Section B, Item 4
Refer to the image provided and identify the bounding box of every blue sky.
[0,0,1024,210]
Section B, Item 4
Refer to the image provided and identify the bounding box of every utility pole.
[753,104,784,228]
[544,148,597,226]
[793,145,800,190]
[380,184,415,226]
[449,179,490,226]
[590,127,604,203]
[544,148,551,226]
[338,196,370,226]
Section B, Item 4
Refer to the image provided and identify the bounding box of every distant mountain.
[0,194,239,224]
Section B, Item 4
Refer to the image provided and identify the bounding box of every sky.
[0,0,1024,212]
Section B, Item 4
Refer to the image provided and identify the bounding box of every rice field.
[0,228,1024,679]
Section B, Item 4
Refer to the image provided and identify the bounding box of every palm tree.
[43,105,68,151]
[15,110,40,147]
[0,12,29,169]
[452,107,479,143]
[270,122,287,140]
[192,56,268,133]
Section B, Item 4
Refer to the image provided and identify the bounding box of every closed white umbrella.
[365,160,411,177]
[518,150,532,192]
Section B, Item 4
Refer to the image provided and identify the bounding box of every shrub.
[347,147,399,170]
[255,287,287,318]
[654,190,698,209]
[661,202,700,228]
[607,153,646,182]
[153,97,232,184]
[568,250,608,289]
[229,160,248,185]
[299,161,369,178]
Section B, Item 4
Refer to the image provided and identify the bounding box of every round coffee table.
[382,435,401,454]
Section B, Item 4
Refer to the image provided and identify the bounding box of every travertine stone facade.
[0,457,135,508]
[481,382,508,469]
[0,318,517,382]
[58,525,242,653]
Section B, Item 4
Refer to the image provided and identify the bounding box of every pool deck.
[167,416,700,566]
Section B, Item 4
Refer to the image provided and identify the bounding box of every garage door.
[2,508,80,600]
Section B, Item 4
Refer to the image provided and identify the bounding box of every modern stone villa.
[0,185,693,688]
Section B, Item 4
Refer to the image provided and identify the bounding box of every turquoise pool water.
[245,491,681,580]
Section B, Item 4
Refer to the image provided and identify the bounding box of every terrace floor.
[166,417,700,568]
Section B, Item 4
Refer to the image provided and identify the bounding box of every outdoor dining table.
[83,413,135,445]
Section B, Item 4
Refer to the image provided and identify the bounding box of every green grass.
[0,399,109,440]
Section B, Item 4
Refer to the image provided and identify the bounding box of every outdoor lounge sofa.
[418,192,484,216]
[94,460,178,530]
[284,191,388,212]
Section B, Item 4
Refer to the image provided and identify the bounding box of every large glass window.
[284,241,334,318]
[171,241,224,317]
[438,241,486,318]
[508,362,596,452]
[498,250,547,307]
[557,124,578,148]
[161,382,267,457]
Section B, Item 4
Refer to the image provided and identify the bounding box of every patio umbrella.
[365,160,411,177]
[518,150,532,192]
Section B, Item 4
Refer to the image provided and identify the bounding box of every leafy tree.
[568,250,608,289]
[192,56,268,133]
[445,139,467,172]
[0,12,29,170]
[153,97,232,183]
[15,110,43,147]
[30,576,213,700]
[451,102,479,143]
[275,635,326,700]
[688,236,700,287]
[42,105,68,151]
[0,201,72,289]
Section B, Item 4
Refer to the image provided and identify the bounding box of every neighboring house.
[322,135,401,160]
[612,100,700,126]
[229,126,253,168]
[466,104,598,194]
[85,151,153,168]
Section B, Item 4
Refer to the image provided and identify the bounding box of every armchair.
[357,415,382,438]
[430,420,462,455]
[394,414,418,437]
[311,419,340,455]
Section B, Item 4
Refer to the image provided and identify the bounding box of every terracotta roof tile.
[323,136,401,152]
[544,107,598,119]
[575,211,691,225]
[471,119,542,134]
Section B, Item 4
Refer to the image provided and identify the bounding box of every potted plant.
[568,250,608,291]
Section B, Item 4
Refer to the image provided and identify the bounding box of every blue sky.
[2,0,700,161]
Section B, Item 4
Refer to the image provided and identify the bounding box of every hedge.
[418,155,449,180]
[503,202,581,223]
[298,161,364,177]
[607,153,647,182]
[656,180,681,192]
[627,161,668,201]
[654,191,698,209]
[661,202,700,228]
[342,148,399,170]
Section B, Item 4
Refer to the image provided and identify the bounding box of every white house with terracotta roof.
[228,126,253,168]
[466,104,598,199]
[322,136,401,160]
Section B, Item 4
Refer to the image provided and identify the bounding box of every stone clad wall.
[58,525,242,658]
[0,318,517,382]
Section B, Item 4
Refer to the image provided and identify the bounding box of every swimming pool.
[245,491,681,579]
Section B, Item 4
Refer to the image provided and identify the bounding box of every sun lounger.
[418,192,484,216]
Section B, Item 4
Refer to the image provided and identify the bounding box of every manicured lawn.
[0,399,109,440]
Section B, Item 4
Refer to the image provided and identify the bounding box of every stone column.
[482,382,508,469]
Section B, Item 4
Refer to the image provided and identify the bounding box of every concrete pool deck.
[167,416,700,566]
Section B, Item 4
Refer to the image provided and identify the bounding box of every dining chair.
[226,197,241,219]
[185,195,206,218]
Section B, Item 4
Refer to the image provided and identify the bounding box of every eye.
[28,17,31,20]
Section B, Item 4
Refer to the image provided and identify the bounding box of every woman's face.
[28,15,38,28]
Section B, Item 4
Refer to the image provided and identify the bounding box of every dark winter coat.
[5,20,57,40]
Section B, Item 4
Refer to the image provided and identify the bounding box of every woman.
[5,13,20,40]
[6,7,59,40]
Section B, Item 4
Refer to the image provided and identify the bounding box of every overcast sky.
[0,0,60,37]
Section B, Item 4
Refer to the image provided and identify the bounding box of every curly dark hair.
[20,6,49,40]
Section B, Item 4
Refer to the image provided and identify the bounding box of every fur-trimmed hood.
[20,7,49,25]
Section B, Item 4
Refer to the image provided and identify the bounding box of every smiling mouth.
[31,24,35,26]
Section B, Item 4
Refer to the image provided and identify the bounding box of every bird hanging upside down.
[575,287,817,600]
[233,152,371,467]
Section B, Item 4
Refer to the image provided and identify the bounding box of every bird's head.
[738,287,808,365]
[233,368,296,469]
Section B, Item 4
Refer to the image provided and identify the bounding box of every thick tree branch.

Exercise: Copy every entry above word for word, with nothing changed or left out.

Solution below:
Section B, Item 4
Refer to the image provided and identify the bounding box of every blue sky.
[0,0,1024,210]
Section B, Item 4
Refer to the image provided and identify the bounding box of every utility pole.
[753,104,784,228]
[544,148,597,226]
[793,145,800,190]
[380,184,415,226]
[449,179,490,226]
[590,127,604,203]
[544,148,551,226]
[338,196,370,226]
Section B, Item 4
Refer to the image provided and identify the bounding box of every distant mountain.
[0,194,239,224]
Section B, Item 4
Refer to the image provided and identify the bounding box of every sky.
[0,0,1024,212]
Section B, Item 4
Refer to the image provided and identify the bounding box of every rice field.
[0,228,1024,679]
Section B, Item 4
Refer to the image provided and identify the bounding box of every palm tree.
[43,105,68,151]
[15,110,40,147]
[0,12,29,169]
[452,107,479,143]
[270,122,287,140]
[192,56,268,133]
Section B, Item 4
Refer to the image provided and identify the bounding box of every closed white umbrella.
[365,160,411,177]
[518,150,532,192]
Section B, Item 4
Refer to the image provided and identify the bounding box of every shrub.
[347,147,399,170]
[255,287,287,318]
[654,190,698,209]
[661,202,700,228]
[607,153,646,182]
[153,97,232,184]
[568,250,608,289]
[229,160,248,185]
[299,161,369,178]
Section B, Item 4
Refer to the image provided and identify the bounding box of every round coffee table.
[382,435,401,454]
Section B, Item 4
Refer to the image provided and identify the bounding box of every travertine stone facade.
[0,457,135,508]
[481,382,508,469]
[0,318,517,382]
[58,525,242,653]
Section B, Item 4
Refer to the image provided and identify the bounding box of every pool deck.
[167,416,700,566]
Section B, Item 4
Refer to the image provided and identify the bounding box of every garage door.
[2,508,80,600]
Section B, Item 4
Refer to the image provided and identify the bounding box of every modern stone villa.
[0,185,693,688]
Section B, Item 4
Refer to the image provided and identify the bounding box of every turquoise pool water.
[245,491,681,580]
Section B, Item 4
Refer to the image provided and identify the bounding box of every terrace floor.
[166,417,700,568]
Section B, Item 4
Refer to the image provided and identify the bounding box of every outdoor dining table.
[83,413,135,445]
Section B, Item 4
Refer to the image provided and identify the bounding box of every green grass.
[0,399,109,440]
Section B, Item 4
Refer to the image provided and identify the bounding box of every outdoor lounge sofa.
[418,192,484,216]
[94,460,178,530]
[284,191,388,212]
Section B, Item 4
Refer to the image provided and identify the bounding box of every large glass window.
[284,241,334,318]
[171,241,224,317]
[438,241,486,318]
[508,362,596,452]
[498,250,547,307]
[557,124,578,148]
[161,382,267,457]
Section B, Item 4
Refer to the image provided and identify the bounding box of every patio umbrella.
[365,160,411,177]
[518,150,532,192]
Section B, Item 4
Refer to the image provided and identify the bounding box of every leafy tree.
[568,250,608,289]
[192,56,268,133]
[445,139,467,172]
[0,12,29,170]
[153,97,232,183]
[15,110,43,147]
[30,576,213,700]
[451,102,479,143]
[275,635,326,700]
[688,236,700,287]
[42,105,68,151]
[0,201,72,289]
Section B, Item 4
Refer to the image provided and identify the bounding box of every neighboring house.
[322,135,401,160]
[612,100,700,126]
[229,126,253,168]
[466,104,598,194]
[85,151,153,168]
Section B, Item 4
Refer to the image provided and identify the bounding box of every armchair.
[357,415,382,438]
[430,420,462,455]
[394,414,418,437]
[311,419,340,455]
Section B, Item 4
Refer to the image provided and identify the bounding box of every terracotta roof tile.
[323,136,401,152]
[544,107,598,119]
[575,211,691,225]
[471,119,542,134]
Section B, Item 4
Refer to the image provided and identify the bounding box of every potted plant.
[568,250,608,291]
Section B, Item 4
Refer to the image provided and identify the bounding box of every blue sky.
[2,0,700,161]
Section B, Item 4
Refer to the image provided and identify the bounding box of every hedge.
[418,155,449,180]
[503,202,581,223]
[298,161,364,177]
[607,153,647,182]
[656,180,681,192]
[627,161,668,201]
[654,191,698,209]
[661,202,700,228]
[342,148,399,170]
Section B, Item 4
Refer to the image provided and identify the bounding box of every white house with terracotta roof.
[228,126,253,168]
[466,104,598,199]
[322,136,401,160]
Section B, Item 4
Refer to the image provided and identify the bounding box of every stone clad wall.
[58,525,242,658]
[0,318,517,382]
Section B, Item 4
Refer to the image provided and identify the bounding box of every swimming pool.
[245,491,681,579]
Section B, Item 4
Refer to the image provided and identify the bounding box of every sun lounger.
[418,192,484,216]
Section B, Item 4
Refer to the image provided and identify the bounding box of every manicured lawn.
[0,399,109,440]
Section B, Item 4
Refer to the image provided and identify the bounding box of every stone column.
[482,382,508,469]
Section B, Item 4
Refer to the image provided and identify the bounding box of every concrete pool deck.
[167,416,700,566]
Section B, Item 4
Refer to the image provided and identify the bounding box of every dining chair.
[226,197,241,219]
[185,195,206,218]
Section B, Item 4
Refer to the image provided and identify the bounding box of every eye.
[28,17,31,20]
Section B, Item 4
Refer to the image provided and identify the bounding box of every woman's face.
[28,15,38,28]
Section B, Item 4
Refer to the image provided and identify the bounding box of every dark winter coat.
[5,20,57,40]
Section B, Item 4
Refer to the image provided and identify the bounding box of every woman.
[5,13,20,40]
[6,7,59,40]
Section B, Item 4
Refer to the image provided and identify the bounding box of every overcast sky.
[0,0,60,37]
Section B, Item 4
Refer to the image provided and identify the bounding box of every curly dark hair.
[20,6,49,40]
Section B, Item 4
Refer to the image provided and identify the bounding box of every fur-trimmed hood.
[20,7,49,25]
Section B, Item 4
Refer to the image provided and identify the bounding box of every smiling mouth.
[31,24,35,26]
Section B, Item 4
Refer to the image provided and identify the bounding box of every bird hanging upside down.
[575,287,817,600]
[233,152,371,467]
Section B, Item 4
Refer to the image provided and identify the bounding box of every bird's head.
[738,287,808,365]
[233,368,296,469]
Section B, Item 4
Refer to the image provided and identify the bounding box of every thick tree branch.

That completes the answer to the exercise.